Task to complete: From the listing below, copy each line that contains the word "every".

Data:
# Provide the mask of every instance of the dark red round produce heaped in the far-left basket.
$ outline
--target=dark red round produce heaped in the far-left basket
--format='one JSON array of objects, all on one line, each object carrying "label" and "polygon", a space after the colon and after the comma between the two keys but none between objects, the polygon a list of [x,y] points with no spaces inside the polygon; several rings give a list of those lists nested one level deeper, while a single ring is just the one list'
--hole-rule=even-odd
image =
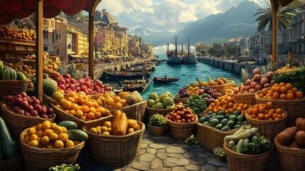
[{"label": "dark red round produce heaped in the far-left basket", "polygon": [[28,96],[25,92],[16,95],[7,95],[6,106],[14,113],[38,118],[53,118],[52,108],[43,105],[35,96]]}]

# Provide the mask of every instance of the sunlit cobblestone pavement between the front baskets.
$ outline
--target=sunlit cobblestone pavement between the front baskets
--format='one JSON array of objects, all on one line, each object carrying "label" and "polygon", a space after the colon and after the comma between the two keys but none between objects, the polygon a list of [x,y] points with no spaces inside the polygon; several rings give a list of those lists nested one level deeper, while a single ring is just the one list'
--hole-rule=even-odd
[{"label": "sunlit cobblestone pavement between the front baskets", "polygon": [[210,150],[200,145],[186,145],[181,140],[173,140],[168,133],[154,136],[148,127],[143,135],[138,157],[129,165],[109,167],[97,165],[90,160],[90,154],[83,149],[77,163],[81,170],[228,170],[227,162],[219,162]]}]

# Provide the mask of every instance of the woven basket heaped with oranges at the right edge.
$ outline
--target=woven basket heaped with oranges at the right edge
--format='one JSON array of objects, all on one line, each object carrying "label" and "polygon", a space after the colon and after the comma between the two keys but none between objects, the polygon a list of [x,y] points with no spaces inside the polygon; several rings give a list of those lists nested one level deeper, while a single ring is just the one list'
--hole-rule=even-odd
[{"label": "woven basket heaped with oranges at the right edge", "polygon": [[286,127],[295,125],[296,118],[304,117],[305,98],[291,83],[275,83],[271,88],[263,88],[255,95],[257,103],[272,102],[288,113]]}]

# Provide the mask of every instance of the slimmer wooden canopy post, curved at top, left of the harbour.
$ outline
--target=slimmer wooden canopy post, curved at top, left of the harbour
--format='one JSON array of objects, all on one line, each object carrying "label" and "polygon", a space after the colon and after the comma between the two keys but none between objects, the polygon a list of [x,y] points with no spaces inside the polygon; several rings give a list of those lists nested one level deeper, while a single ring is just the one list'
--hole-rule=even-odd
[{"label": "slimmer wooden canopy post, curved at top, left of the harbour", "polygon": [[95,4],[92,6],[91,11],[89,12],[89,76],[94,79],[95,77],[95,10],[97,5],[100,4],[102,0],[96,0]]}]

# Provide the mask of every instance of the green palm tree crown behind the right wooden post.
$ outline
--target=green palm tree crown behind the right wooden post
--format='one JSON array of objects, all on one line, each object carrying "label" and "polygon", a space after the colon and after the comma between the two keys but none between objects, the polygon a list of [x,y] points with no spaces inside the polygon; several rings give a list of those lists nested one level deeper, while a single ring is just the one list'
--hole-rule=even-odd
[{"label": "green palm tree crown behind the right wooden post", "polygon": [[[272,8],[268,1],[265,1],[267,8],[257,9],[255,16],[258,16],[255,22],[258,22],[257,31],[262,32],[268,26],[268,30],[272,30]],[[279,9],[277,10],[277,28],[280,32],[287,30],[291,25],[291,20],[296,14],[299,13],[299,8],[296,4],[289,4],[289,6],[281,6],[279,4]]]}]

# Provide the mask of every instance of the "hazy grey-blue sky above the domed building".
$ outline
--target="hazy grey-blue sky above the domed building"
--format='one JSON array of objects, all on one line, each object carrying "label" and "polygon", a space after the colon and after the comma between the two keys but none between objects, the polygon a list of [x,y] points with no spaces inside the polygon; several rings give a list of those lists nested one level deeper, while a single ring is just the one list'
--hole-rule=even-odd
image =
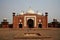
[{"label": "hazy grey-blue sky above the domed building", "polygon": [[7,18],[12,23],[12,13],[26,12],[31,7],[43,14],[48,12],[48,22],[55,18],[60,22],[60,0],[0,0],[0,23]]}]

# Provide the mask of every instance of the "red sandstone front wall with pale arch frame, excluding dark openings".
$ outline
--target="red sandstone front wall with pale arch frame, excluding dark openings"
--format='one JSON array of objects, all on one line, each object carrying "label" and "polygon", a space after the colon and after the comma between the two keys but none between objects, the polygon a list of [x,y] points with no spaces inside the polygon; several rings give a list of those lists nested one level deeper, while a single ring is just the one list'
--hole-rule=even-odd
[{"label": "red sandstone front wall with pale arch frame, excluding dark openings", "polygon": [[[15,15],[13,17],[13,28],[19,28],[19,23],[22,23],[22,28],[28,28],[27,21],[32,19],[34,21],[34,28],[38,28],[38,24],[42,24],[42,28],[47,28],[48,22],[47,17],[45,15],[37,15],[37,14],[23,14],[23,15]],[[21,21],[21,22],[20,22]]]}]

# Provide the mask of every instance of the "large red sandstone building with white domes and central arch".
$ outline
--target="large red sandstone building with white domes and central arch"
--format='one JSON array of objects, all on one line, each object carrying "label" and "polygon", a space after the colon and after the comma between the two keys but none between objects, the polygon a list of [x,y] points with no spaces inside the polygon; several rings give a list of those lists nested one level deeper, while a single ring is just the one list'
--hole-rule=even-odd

Response to the exercise:
# Provide the mask of every instance of the dark red round produce heaped in the far-left basket.
# Provide the mask of every instance of the sunlit cobblestone pavement between the front baskets.
# Provide the mask of every instance of the woven basket heaped with oranges at the right edge.
# Provide the mask of every instance of the slimmer wooden canopy post, curved at top, left of the harbour.
# Provide the mask of every instance of the green palm tree crown behind the right wooden post.
# Provide the mask of every instance of the "hazy grey-blue sky above the domed building".
# Provide the mask of every instance of the "red sandstone front wall with pale arch frame, excluding dark openings".
# Provide the mask of every instance of the "large red sandstone building with white domes and central arch".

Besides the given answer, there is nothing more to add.